(Text block):
Dedicated translator. We know about the ribosome--one of the most intricate machines in the cell -- with its RNA and protein parts that translate messenger RNA into proteins. But did you know that mitochondria (the power plants of the cell) have dedicated ribosomes that are smaller? In Science Magazine, a European team studied the "mitoribosome" in yeast and found that it has a distinct architecture, including a large RNA component and 34 proteins, "including 14 without homologs in the evolutionarily related bacterial ribosome." (How they know it is "evolutionarily related" if it is so different is a conundrum for another time.) Like cytoplasmic ribosomes, the mitoribosome threads messenger RNAs into an entrance channel into the interior, where transfer RNAs line up their corresponding amino acids into proteins. Then the mRNA strand is fed out an exit channel, where folding begins. The team found that the mitoribosome adopts three distinct conformations as it works, but with more subtle motions than the cytoplasmic ribosomes.
Turnstiles. Channels form a large, important class of molecular machines. These are the gates embedded in membranes for purposes of import and export: i.e., "active transport" that goes against the concentration gradient to give a cell control of its interior. Each channel is specific for its own type of molecule: some for ions, some for nutrients, some for expelling toxins, and more. Channels employ several types of "selectivity filters" to ensure only the correct molecules get through.
Researchers at Ludwig Maximilian University in Munich reported on "adaptor proteins" that act like tickets for getting through certain channels that control the flow of sodium and calcium ions. They "uncovered an activation mechanism in which an accessory molecular adaptor acts as a fail-safe mechanism to prevent inappropriate opening of two related ion channels." The details are published in PNAS.

(Work item):
Update the stretch of the passage on cellular molecular machines from "Turnstiles. Channels form" through "published in PNAS." by putting "backup" wherever "fail-safe" appears.

(Supplied entries):

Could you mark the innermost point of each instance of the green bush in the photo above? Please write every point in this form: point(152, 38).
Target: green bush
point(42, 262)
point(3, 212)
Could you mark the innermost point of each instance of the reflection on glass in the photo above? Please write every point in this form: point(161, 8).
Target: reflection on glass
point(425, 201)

(Expected output):
Turnstiles. Channels form a large, important class of molecular machines. These are the gates embedded in membranes for purposes of import and export: i.e., "active transport" that goes against the concentration gradient to give a cell control of its interior. Each channel is specific for its own type of molecule: some for ions, some for nutrients, some for expelling toxins, and more. Channels employ several types of "selectivity filters" to ensure only the correct molecules get through.
Researchers at Ludwig Maximilian University in Munich reported on "adaptor proteins" that act like tickets for getting through certain channels that control the flow of sodium and calcium ions. They "uncovered an activation mechanism in which an accessory molecular adaptor acts as a backup mechanism to prevent inappropriate opening of two related ion channels." The details are published in PNAS.